**Work instructions:** Revise the data below by changing "green leafy plant" to "leafy green plant" and leaving every other part as it is.

Dataset rows
--------------------------------------------------

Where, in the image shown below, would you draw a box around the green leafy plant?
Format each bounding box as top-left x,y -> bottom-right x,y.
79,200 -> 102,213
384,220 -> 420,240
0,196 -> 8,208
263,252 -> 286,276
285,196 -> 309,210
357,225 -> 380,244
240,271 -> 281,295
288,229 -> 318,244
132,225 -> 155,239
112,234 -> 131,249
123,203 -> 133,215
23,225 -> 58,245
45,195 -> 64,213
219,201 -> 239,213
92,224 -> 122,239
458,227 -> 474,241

--------------------------------------------------

**Exercise response:**
Where, in the image shown below, would you draw a box around the leafy green plant?
Format each bounding box as top-left x,y -> bottom-right x,y.
79,200 -> 102,213
384,220 -> 420,240
0,196 -> 8,208
263,252 -> 286,276
285,196 -> 309,210
357,225 -> 380,244
240,271 -> 281,295
288,229 -> 318,244
132,225 -> 155,239
112,234 -> 131,249
123,203 -> 133,215
23,225 -> 58,245
45,195 -> 64,213
219,201 -> 239,213
92,224 -> 122,239
458,227 -> 474,241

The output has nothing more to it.